Friday, November 11, 2022

New York Film Festival 60 Screening 4

Showing Up (Kelly Reichardt) 

Reichardt regular Michelle Williams returns as Lizzy, a sculptor trying to navigate the jealousies and small victories in an artists' enclave in Portland, OR. She helps her mom with administrative work at the local art school. She grows increasingly frustrated at the lack of hot water in her apartment. But the landlord is herself a budding sculptor, one with more career momentum than Lizzy. Her possibly senile father is taking in possible freeloaders. And her "genius" brother shows signs of mental imbalance. 

One might expect Showing Up to result in a tense portrait of an artist on the verge of a nervous breakdown. But despite some very real problems in her life, Lizzy knows they're not insurmountable or apocalyptic enough to require a scorched-earth campaign of retribution. Often put upon but also kind and unassuming, she's just trying to exist as an artist however modestly. The film's title refers to Lizzy's ability to show up to her own life. Many welcome scenes patiently observe the labor of art, making the film a sisterly companion to Anne Truitt's Daybook: The Journal of an Artist. This is Reichardt's warmest, most open-hearted film, nowhere near as compelling as the pregnant silences of her masterpiece, Certain Women, but better upholstered than First Cow. I hope it proves her biggest hit to date. And if none of the above sounds compelling to you, know that the calmly paced story is put into a motion by Lizzy's bad cat Ricky.

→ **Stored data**
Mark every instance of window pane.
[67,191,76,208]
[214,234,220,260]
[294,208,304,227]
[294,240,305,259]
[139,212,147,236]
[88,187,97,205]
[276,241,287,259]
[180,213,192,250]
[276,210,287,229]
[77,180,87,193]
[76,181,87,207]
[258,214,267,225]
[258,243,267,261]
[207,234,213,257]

→ **LIST OF TASKS**
[A] According to the Showing Up review, what is the name of Lizzy's cat?
[B] Rewrite the stretch of the Showing Up review from "Reichardt regular Michelle" through "of mental imbalance.", changing "apartment" to "studio".
The items are not needed here.

→ **SOLUTIONS TO THE PROBLEMS**
[A] Ricky

[B]
Reichardt regular Michelle Williams returns as Lizzy, a sculptor trying to navigate the jealousies and small victories in an artists' enclave in Portland, OR. She helps her mom with administrative work at the local art school. She grows increasingly frustrated at the lack of hot water in her studio. But the landlord is herself a budding sculptor, one with more career momentum than Lizzy. Her possibly senile father is taking in possible freeloaders. And her "genius" brother shows signs of mental imbalance.